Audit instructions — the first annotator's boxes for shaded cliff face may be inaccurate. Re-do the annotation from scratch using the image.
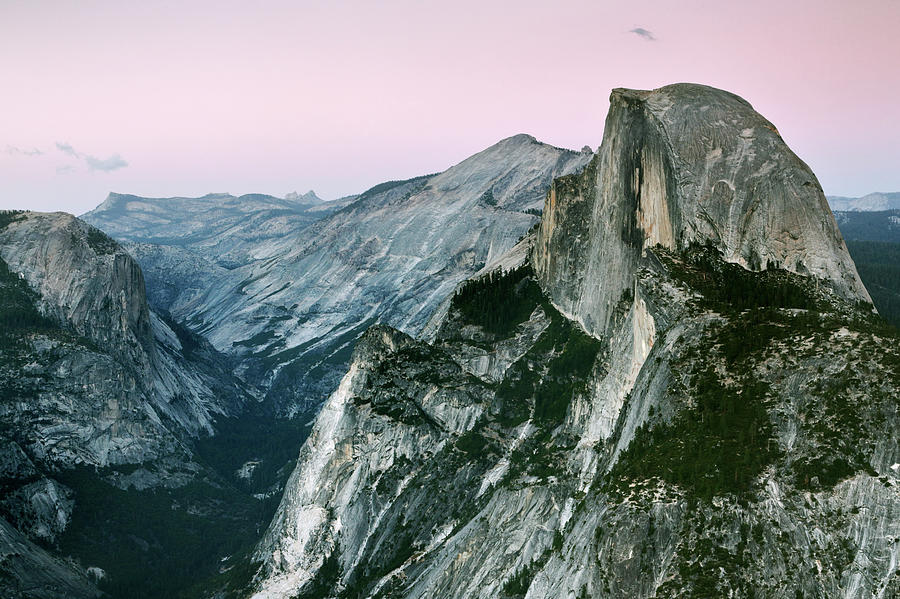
[86,135,591,414]
[0,212,245,466]
[246,86,900,599]
[0,211,271,597]
[534,84,871,340]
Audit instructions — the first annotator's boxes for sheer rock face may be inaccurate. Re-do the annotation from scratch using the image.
[85,135,592,414]
[534,84,871,340]
[0,212,244,467]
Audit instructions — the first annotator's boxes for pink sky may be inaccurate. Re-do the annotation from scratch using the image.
[0,0,900,214]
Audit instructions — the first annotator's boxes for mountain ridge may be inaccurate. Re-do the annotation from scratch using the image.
[246,85,900,599]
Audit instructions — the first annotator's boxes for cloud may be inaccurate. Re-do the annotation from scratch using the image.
[628,27,656,42]
[6,146,43,156]
[56,142,81,158]
[56,142,128,173]
[84,154,128,173]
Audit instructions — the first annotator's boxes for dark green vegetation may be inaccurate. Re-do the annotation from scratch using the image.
[0,258,55,336]
[55,468,275,598]
[611,247,891,500]
[194,405,310,496]
[54,408,308,599]
[452,264,604,478]
[87,227,119,255]
[0,210,25,230]
[847,240,900,327]
[663,245,817,312]
[452,265,543,336]
[611,369,779,500]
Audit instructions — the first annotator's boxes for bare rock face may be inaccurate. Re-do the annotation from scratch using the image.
[85,134,592,414]
[534,84,871,340]
[250,85,900,599]
[0,213,250,466]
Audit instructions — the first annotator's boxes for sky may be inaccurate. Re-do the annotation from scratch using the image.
[0,0,900,214]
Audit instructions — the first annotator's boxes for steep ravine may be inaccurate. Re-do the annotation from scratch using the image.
[246,85,900,599]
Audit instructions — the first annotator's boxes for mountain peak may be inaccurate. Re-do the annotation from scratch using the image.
[535,83,871,333]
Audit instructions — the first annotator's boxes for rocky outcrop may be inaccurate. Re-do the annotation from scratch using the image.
[0,213,250,466]
[0,518,101,599]
[244,85,900,599]
[534,84,871,340]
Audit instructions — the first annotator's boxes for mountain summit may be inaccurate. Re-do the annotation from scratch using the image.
[248,84,900,599]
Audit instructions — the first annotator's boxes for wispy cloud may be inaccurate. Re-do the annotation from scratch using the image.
[56,142,128,173]
[6,146,43,156]
[56,142,81,158]
[628,27,656,42]
[84,154,128,173]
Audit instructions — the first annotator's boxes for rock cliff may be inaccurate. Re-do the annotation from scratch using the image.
[248,85,900,599]
[85,135,591,414]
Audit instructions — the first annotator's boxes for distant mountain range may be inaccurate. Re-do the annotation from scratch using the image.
[828,191,900,212]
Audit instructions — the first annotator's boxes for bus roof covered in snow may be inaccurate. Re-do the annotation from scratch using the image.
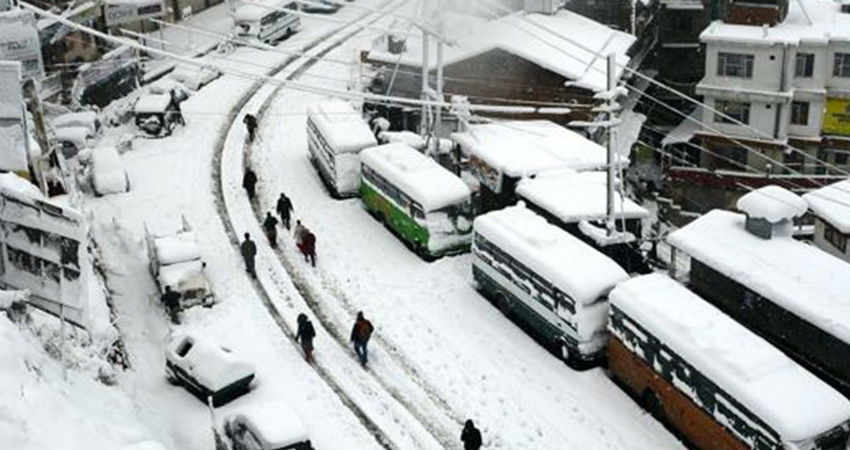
[609,274,850,442]
[473,203,629,304]
[307,99,378,153]
[360,143,471,212]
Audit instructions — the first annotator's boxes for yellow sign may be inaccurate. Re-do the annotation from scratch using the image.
[822,98,850,136]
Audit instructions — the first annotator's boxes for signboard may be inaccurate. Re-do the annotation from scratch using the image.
[103,0,165,27]
[822,98,850,136]
[0,9,44,79]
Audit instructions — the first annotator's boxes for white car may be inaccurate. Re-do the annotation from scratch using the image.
[224,402,313,450]
[165,335,254,406]
[91,146,130,195]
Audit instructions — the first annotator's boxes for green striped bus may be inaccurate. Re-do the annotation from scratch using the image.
[360,143,472,260]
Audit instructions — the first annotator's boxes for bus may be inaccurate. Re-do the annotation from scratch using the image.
[307,99,378,198]
[233,1,301,44]
[472,202,629,368]
[608,274,850,450]
[360,143,472,260]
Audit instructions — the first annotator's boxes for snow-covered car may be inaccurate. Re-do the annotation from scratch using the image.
[170,64,221,91]
[145,218,213,309]
[50,111,100,135]
[133,94,177,136]
[224,402,313,450]
[53,127,94,158]
[91,146,130,195]
[165,335,254,406]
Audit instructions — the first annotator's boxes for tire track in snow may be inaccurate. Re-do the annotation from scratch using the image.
[213,0,447,449]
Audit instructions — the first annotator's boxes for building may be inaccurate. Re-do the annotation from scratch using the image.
[669,0,850,212]
[803,180,850,262]
[667,186,850,395]
[361,11,635,130]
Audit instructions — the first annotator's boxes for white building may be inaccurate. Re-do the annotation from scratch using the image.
[697,0,850,174]
[803,176,850,262]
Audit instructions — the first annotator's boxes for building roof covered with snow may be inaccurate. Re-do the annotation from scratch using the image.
[369,10,635,92]
[737,185,809,223]
[307,99,378,153]
[700,0,850,45]
[667,210,850,343]
[360,143,471,212]
[516,171,649,223]
[803,179,850,234]
[609,274,850,441]
[452,120,608,177]
[473,204,629,305]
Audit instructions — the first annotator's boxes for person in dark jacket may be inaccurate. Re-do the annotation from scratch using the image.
[304,229,316,267]
[295,313,316,363]
[351,311,375,367]
[242,114,257,143]
[242,167,257,201]
[239,233,257,278]
[263,211,277,248]
[159,286,180,323]
[276,192,293,231]
[460,419,481,450]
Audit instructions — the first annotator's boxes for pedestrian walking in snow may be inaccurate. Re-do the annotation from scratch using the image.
[242,114,257,143]
[460,419,481,450]
[295,313,316,363]
[351,311,375,367]
[239,233,257,278]
[304,227,316,267]
[263,211,277,248]
[159,286,180,324]
[276,192,293,231]
[242,167,257,201]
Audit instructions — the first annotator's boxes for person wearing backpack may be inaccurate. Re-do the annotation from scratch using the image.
[351,311,375,367]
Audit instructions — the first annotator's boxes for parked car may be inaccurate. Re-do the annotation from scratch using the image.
[170,64,221,91]
[133,94,177,136]
[224,402,313,450]
[165,335,254,406]
[50,111,100,135]
[91,146,130,195]
[53,127,94,158]
[145,217,213,309]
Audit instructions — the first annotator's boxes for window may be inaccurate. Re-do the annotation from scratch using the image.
[832,53,850,78]
[791,102,809,125]
[717,52,753,78]
[794,53,815,78]
[821,221,847,253]
[714,100,750,125]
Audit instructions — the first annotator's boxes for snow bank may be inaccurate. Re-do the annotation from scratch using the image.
[667,210,850,343]
[737,185,809,223]
[516,171,649,223]
[609,274,850,442]
[473,203,629,305]
[91,146,129,195]
[360,144,471,212]
[0,315,150,450]
[452,120,608,177]
[803,179,850,234]
[307,99,378,153]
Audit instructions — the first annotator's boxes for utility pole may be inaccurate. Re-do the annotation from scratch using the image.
[606,53,618,237]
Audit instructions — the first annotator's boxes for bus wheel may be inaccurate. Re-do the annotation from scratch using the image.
[640,389,663,420]
[496,294,511,317]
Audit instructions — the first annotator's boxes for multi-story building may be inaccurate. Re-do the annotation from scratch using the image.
[669,0,850,212]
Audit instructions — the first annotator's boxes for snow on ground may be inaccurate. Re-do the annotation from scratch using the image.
[78,1,390,449]
[247,19,681,448]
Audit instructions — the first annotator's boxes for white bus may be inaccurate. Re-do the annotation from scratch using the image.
[233,1,301,44]
[307,99,378,198]
[472,203,629,367]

> **Problem details**:
Write out all of the records above word for word, leaving out the pictures.

> **Completed exercise**:
Audit instructions — the first annotator's boxes for shaded cliff face may be inaccurate. Re-do the annotation from scratch using the image.
[86,135,591,414]
[0,212,245,466]
[246,86,900,599]
[0,211,271,597]
[534,84,871,340]
Audit instructions — the first annotator's boxes for sheer rock face may be inaccurate. Re-do the annotation from scratch using the image.
[85,135,592,414]
[534,84,871,340]
[0,212,244,467]
Audit instructions — the first annotator's boxes for pink sky may be inaccurate. Re-do the annotation from scratch using the image.
[0,0,900,214]
Audit instructions — the first annotator's boxes for mountain ridge may be inaccurate. Re-do the annotation from scratch using the image.
[246,85,900,599]
Audit instructions — the first annotator's boxes for cloud may be inaccurate. Re-do the annotation from scratch using the image.
[628,27,656,42]
[6,146,43,156]
[56,142,81,158]
[56,142,128,173]
[84,154,128,173]
Audit instructions — the first annotator's boxes for dark green vegetation may be inaccurate. Re-do the annotation from scratch using the image.
[0,258,55,336]
[55,468,275,598]
[611,247,891,500]
[194,405,310,496]
[54,408,308,599]
[452,264,604,478]
[87,227,119,255]
[0,210,25,230]
[847,240,900,327]
[663,245,817,312]
[452,265,543,336]
[611,369,779,500]
Audit instructions — the first annotator's boxes for bare rock face may be inaccurate. Re-do the annotation from scratch using the image.
[85,134,592,414]
[534,84,871,340]
[250,85,900,599]
[0,213,250,466]
Audit instructions — the first annotator's boxes for sky may be inaccurate. Re-do the annotation from scratch using the image.
[0,0,900,214]
Audit instructions — the first annotator's boxes for steep ravine may be inaccurate. Re-do the annotation from scratch using the image.
[246,85,900,599]
Audit instructions — the first annotator's boxes for mountain peak may be inaccurate. Re-do the annotation from scratch using the image.
[535,83,871,333]
Audit instructions — the first annotator's boxes for rocky outcrop may be inaccurate. Re-do the annotation from scratch using the image.
[0,213,250,466]
[0,518,101,599]
[244,85,900,599]
[534,84,871,340]
Audit instructions — the first annotator's boxes for mountain summit may be inaccurate. Re-do the annotation from scratch using the image.
[248,84,900,599]
Audit instructions — the first annotator's boxes for wispy cloud may be inaccurate. Re-do the annotation from scratch using the image.
[56,142,128,173]
[6,146,43,156]
[56,142,81,158]
[628,27,656,42]
[84,154,128,173]
Audit instructions — the first annotator's boxes for rock cliff may be inaccurate. Re-do the annotation from scratch using the image.
[248,85,900,599]
[85,135,591,414]
Audit instructions — the first annotator's boxes for distant mountain range may be inaccurate. Re-do the annotation from scratch using the image.
[828,191,900,212]
Audit instructions — the first annotator's boxes for bus roof covered in snow may be inaccurate. Re-do the annotation from scratch using the image.
[609,274,850,442]
[473,203,629,304]
[307,99,378,153]
[360,143,471,212]
Audit instructions — the first annotator's boxes for yellow sign may be inaccurate. Re-do the annotation from scratch using the image.
[822,98,850,136]
Audit instructions — the first annotator's boxes for signboard may be inaccurate. Re-do the annotation from scratch using the image.
[103,0,165,27]
[822,98,850,136]
[0,9,44,79]
Audit instructions — the first annotator's boxes for white car may be inaccurate. Re-do the annotation from scratch using the image.
[224,402,313,450]
[165,335,254,406]
[91,146,130,195]
Audit instructions — the first annotator's boxes for green striped bus may be inaccurate. Re-do the annotation from scratch using the image.
[360,143,472,260]
Audit instructions — the first annotator's boxes for bus may be inaccurate. Re-do the annotation from scratch using the image.
[307,99,378,198]
[233,1,301,44]
[472,202,629,368]
[608,274,850,450]
[360,143,472,260]
Audit instructions — the first annotator's boxes for snow-covered car may be inaccurate. Re-do the annotation from scratch using the image.
[170,64,221,91]
[145,218,213,309]
[50,111,100,135]
[133,94,177,136]
[224,402,313,450]
[53,127,94,158]
[91,146,130,195]
[165,335,254,406]
Audit instructions — the first annotator's boxes for tire track in snow may be inaccurate. Re-do the annotation from scratch using the image.
[213,0,447,449]
Audit instructions — the first annotator's boxes for building may be inaccurate. Re-do the annotation from scratch using the image.
[669,0,850,212]
[803,180,850,262]
[667,186,850,395]
[361,11,635,130]
Audit instructions — the first annotator's boxes for white building may be inaccurate. Re-do the annotation from scratch using the image.
[697,0,850,174]
[803,176,850,262]
Audit instructions — the first annotator's boxes for building roof covered with snow may be inaccurate. Re-do the annotation from scratch using the image.
[369,10,635,92]
[737,185,809,223]
[307,99,378,153]
[700,0,850,45]
[667,210,850,343]
[360,143,471,212]
[516,171,649,223]
[803,179,850,234]
[609,274,850,441]
[452,120,608,177]
[473,204,629,305]
Audit instructions — the first annotator's boxes for person in dark jacket may be inaccurate. Re-do the annotation from scratch using the image.
[304,229,316,267]
[295,313,316,363]
[351,311,375,367]
[242,114,257,143]
[242,167,257,201]
[239,233,257,278]
[263,211,277,248]
[159,286,180,323]
[276,192,293,231]
[460,419,481,450]
Audit instructions — the first annotator's boxes for pedestrian walking in snow may be inaccurate. Re-do the annotation from scratch using the image.
[242,114,257,143]
[460,419,481,450]
[295,313,316,363]
[351,311,375,367]
[239,233,257,278]
[304,227,316,267]
[263,211,277,248]
[159,286,180,324]
[276,192,293,231]
[242,167,257,201]
Audit instructions — the first annotator's boxes for person wearing backpack may be inaccurate. Re-do the annotation from scratch using the image.
[351,311,375,367]
Audit instructions — the first annotator's boxes for parked car may be inaccurate. Re-do the annotation from scratch using the image.
[170,64,221,91]
[133,94,177,136]
[224,402,313,450]
[165,335,254,406]
[50,111,100,135]
[91,146,130,195]
[53,127,94,158]
[145,217,213,309]
Audit instructions — the first annotator's boxes for window may be inaccurate. Re-do the annotation from scratch using the image.
[832,53,850,78]
[791,102,809,125]
[717,52,753,78]
[794,53,815,78]
[821,221,847,253]
[714,100,750,125]
Audit instructions — the first annotator's boxes for snow bank may be inaccurate. Re-do the annotation from scratch using the image.
[667,210,850,343]
[737,185,809,223]
[516,171,649,223]
[609,274,850,442]
[473,203,629,305]
[91,146,129,195]
[360,144,471,212]
[0,315,150,450]
[452,120,608,177]
[803,179,850,234]
[307,99,378,153]
Audit instructions — the first annotator's boxes for utility pole may be inaccurate. Re-do the annotation from scratch using the image.
[606,53,618,237]
Audit instructions — the first annotator's boxes for bus wheel may be inaccurate. Re-do the annotation from scratch using the image.
[640,389,663,420]
[496,294,511,317]
Audit instructions — the first annotator's boxes for multi-story building may be inaccurate. Re-do the annotation from scratch using the image.
[669,0,850,212]
Audit instructions — the first annotator's boxes for snow on ground may be inaccurate. Re-do the annotation from scratch using the image.
[78,1,390,449]
[247,19,681,448]
Audit instructions — the first annotator's boxes for white bus may be inaccurate. Re-do the annotation from scratch using the image.
[233,1,301,44]
[307,99,378,198]
[472,203,629,367]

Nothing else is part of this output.